[Natural-language object grounding data]
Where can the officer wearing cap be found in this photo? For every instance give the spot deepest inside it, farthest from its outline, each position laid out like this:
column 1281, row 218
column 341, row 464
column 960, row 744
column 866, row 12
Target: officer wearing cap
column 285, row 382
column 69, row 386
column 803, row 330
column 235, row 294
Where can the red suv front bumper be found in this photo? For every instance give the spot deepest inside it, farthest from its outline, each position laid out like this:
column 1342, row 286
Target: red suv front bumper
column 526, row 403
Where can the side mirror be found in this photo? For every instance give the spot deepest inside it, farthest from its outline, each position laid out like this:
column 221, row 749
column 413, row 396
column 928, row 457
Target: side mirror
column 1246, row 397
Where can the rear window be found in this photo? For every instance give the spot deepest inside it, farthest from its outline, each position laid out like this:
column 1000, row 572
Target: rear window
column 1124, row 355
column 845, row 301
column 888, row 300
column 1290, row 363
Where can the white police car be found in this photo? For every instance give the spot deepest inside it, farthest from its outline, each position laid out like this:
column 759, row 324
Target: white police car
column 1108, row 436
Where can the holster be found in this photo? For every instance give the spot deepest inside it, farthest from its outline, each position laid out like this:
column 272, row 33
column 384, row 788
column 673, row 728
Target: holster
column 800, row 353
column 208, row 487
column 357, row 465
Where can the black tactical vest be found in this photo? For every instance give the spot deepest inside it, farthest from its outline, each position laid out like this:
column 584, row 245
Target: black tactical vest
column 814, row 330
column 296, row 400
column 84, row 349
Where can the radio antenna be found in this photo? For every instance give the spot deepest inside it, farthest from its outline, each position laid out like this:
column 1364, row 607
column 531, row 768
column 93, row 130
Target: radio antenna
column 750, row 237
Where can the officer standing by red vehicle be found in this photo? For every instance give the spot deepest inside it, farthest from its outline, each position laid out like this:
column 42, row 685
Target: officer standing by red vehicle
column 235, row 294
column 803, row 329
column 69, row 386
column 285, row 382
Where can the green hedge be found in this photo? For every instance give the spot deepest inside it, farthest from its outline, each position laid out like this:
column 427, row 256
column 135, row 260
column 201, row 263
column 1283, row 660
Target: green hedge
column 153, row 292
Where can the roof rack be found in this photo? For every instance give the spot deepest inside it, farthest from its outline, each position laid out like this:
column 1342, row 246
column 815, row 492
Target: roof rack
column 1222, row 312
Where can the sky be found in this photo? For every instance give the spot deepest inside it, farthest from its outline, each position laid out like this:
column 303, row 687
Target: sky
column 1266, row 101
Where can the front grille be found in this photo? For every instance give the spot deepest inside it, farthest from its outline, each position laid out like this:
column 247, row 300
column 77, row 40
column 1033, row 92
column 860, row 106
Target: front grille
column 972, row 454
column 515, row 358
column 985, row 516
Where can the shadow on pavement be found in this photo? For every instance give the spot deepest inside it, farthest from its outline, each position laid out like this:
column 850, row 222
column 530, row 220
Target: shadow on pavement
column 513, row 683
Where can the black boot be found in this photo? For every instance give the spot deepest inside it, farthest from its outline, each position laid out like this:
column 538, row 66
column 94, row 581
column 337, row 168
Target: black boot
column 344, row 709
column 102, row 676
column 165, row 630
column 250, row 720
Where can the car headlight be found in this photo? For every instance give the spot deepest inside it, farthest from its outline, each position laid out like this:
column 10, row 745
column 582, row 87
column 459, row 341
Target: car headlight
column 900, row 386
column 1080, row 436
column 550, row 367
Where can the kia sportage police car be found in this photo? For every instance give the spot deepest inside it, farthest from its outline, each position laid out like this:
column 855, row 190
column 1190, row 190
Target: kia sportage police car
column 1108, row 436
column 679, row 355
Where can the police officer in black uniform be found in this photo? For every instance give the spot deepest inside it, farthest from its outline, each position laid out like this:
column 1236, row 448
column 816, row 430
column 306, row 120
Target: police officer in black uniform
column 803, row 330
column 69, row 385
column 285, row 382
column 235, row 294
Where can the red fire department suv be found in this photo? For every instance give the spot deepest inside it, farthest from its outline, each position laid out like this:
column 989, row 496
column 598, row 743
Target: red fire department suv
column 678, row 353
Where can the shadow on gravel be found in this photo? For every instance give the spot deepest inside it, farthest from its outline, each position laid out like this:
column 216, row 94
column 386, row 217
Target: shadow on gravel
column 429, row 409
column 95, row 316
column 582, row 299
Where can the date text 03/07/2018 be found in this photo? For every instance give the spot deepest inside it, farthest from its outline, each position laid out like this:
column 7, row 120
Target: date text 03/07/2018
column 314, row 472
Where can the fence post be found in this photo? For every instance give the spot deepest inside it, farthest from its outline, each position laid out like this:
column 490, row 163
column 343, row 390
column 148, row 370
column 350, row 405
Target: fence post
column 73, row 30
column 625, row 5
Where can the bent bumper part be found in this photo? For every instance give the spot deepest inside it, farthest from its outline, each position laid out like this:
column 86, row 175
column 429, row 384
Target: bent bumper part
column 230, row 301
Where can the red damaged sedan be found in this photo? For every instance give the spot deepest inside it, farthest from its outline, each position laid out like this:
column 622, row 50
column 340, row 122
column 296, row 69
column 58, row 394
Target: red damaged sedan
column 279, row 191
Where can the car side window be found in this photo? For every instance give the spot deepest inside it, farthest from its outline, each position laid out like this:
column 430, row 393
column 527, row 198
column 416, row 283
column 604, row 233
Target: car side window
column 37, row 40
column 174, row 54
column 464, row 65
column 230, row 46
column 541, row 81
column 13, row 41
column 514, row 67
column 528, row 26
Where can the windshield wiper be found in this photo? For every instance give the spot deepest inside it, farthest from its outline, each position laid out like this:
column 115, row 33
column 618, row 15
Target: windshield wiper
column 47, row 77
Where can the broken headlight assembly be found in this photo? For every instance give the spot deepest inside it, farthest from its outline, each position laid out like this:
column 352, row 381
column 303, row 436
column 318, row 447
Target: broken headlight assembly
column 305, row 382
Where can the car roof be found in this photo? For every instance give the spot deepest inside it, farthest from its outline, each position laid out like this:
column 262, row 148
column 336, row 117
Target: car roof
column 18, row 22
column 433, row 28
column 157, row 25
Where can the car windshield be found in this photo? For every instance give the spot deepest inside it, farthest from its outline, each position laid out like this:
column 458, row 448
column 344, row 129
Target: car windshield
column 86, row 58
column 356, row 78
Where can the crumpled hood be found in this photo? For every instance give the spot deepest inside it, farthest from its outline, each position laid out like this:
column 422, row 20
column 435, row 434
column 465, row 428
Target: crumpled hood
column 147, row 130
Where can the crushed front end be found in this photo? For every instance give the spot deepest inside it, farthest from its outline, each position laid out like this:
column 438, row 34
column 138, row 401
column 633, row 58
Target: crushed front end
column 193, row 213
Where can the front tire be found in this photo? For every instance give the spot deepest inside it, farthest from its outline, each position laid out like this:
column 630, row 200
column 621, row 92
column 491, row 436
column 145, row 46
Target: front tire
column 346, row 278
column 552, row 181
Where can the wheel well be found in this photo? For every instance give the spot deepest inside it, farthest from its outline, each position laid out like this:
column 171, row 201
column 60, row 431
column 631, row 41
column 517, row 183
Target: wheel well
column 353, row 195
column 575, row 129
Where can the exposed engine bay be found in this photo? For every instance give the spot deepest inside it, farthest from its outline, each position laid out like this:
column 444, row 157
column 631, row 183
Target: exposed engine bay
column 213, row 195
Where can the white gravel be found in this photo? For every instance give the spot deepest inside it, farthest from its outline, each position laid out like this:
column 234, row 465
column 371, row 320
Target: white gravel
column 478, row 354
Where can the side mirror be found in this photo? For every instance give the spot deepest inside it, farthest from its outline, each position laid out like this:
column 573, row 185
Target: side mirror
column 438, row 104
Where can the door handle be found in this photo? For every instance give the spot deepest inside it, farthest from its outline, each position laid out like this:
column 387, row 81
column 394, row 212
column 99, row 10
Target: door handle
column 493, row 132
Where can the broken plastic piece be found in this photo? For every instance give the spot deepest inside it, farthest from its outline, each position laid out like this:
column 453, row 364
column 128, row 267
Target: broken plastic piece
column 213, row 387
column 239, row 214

- [Assignment] Could you set down, exactly as written, the lines above between the one holding "column 538, row 66" and the one holding "Where can the car headlight", inclusive, and nothing more?

- [Result of the task]
column 538, row 66
column 94, row 581
column 337, row 168
Target: black boot
column 344, row 709
column 102, row 676
column 165, row 630
column 250, row 720
Where can the car headlight be found in this photo? For every instance give the spot deepest inside it, farthest from its outline, each position laid out like this:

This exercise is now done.